━━━━━ MATERIAL SUPPLIED ━━━━━

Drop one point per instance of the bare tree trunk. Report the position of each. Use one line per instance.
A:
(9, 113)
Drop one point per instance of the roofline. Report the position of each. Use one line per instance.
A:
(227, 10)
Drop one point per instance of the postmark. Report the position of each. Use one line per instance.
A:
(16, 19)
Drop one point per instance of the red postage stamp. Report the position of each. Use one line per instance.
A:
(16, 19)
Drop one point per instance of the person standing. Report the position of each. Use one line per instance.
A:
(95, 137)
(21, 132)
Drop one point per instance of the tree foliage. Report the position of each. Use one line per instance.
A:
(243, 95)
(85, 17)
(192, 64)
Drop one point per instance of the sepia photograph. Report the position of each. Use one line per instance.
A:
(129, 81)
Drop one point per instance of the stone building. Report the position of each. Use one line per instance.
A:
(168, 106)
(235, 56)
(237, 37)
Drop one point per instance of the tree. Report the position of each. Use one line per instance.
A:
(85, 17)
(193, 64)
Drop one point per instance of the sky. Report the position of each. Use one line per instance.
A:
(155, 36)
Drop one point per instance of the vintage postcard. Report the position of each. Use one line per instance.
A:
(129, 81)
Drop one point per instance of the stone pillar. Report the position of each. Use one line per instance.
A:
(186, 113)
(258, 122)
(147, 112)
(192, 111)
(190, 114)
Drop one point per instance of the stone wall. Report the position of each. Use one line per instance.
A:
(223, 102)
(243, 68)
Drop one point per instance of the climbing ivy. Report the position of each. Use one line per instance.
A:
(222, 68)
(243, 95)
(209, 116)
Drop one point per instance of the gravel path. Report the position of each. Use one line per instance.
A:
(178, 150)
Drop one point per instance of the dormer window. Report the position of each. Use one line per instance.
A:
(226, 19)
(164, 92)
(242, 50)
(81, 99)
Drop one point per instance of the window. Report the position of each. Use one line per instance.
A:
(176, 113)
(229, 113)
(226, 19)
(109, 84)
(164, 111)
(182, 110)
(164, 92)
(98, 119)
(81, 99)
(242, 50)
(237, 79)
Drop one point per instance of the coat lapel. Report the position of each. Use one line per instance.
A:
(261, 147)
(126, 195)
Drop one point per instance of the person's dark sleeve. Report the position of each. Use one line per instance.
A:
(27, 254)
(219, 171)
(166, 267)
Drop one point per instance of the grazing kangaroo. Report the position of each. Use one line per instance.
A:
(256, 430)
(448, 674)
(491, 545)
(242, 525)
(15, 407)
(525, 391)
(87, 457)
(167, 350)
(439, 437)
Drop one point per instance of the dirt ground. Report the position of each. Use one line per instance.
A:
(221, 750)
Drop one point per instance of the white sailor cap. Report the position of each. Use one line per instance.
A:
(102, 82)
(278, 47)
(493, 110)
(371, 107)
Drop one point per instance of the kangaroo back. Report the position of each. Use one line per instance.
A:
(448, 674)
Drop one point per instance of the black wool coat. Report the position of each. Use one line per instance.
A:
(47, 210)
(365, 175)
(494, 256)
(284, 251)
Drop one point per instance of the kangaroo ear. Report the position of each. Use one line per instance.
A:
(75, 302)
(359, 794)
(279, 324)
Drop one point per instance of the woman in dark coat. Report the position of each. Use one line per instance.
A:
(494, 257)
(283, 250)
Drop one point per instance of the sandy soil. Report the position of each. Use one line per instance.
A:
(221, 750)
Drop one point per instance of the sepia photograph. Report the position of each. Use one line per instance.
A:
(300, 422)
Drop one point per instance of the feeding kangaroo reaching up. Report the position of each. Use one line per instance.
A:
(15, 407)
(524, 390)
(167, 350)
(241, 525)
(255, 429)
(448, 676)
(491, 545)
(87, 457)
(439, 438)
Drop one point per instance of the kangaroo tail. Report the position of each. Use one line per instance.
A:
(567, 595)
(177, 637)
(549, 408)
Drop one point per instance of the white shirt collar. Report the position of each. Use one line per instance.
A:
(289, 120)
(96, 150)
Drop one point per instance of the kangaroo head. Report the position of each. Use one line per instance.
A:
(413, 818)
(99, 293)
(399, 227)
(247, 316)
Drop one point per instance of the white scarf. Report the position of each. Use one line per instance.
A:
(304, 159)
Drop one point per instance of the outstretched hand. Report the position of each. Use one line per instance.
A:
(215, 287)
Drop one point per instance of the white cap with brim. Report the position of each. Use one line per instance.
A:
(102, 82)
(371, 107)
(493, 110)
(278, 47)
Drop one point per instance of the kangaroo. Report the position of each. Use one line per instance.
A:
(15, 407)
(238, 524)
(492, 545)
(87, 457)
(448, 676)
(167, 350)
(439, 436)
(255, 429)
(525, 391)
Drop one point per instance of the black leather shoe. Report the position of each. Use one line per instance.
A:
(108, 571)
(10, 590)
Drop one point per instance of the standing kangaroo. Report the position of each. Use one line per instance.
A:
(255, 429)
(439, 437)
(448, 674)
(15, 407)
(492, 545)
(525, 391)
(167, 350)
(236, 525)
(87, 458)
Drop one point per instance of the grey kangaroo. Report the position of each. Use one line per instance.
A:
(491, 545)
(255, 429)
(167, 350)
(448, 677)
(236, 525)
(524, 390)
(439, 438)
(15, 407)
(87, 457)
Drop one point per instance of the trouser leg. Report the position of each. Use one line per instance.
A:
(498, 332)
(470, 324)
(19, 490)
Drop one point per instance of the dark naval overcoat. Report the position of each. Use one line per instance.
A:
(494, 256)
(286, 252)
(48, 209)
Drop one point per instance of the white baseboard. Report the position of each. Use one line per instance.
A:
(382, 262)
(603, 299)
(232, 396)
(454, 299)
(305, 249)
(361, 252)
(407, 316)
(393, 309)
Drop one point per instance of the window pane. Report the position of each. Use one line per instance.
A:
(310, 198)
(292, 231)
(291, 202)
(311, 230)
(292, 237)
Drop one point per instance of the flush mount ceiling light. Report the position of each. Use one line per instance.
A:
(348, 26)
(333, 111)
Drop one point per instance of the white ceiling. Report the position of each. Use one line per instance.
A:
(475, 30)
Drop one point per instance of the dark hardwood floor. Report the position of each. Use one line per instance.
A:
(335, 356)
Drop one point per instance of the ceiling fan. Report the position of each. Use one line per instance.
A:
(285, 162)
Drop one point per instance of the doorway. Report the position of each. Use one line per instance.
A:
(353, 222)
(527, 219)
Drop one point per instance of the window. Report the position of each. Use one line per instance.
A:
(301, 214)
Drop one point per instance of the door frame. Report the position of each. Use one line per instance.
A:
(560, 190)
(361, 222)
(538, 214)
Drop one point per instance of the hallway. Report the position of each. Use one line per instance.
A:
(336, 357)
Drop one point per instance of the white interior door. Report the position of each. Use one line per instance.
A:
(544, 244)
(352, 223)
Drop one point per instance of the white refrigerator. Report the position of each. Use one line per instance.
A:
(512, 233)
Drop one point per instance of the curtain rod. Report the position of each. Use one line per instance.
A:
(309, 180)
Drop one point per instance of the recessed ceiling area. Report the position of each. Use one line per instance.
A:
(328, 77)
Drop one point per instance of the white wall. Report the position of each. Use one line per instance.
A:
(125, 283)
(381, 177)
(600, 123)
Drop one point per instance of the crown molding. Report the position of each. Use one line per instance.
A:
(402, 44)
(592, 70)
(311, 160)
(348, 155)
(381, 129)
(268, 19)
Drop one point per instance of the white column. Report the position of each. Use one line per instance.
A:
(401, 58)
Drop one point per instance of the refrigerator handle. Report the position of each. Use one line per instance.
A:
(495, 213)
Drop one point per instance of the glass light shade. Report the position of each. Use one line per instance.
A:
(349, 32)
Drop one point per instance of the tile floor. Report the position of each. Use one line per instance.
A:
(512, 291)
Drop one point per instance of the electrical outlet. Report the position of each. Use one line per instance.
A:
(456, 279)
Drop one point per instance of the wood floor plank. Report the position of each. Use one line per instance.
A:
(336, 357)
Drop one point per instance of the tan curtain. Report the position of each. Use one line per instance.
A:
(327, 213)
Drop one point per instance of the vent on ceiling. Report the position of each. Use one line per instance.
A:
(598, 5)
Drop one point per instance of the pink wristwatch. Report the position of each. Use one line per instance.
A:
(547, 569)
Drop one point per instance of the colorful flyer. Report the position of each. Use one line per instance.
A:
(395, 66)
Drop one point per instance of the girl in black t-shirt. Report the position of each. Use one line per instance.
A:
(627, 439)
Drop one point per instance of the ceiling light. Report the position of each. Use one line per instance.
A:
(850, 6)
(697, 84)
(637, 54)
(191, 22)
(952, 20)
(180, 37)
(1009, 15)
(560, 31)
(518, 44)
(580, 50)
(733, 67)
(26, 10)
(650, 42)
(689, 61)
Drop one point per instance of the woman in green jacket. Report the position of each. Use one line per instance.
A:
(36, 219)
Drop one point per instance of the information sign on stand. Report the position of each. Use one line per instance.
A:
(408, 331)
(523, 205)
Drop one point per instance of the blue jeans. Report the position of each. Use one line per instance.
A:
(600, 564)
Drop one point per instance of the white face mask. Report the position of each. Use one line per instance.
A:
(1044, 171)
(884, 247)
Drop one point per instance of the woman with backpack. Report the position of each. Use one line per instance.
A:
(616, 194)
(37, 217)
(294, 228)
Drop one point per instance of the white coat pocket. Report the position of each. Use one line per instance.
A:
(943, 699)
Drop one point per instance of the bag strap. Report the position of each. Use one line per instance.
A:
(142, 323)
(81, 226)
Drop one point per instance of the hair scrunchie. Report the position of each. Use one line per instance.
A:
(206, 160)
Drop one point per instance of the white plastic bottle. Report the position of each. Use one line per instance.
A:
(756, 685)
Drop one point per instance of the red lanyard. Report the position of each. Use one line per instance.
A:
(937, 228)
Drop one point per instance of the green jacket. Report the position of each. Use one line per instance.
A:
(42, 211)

━━━━━

In the material above, each line with the word "standing" should be copied.

Drop one point per instance of the person standing. Report the position of each. Use one line per instance.
Drop one point per instance of the standing kangaroo. Report the position of each. Use one line per instance.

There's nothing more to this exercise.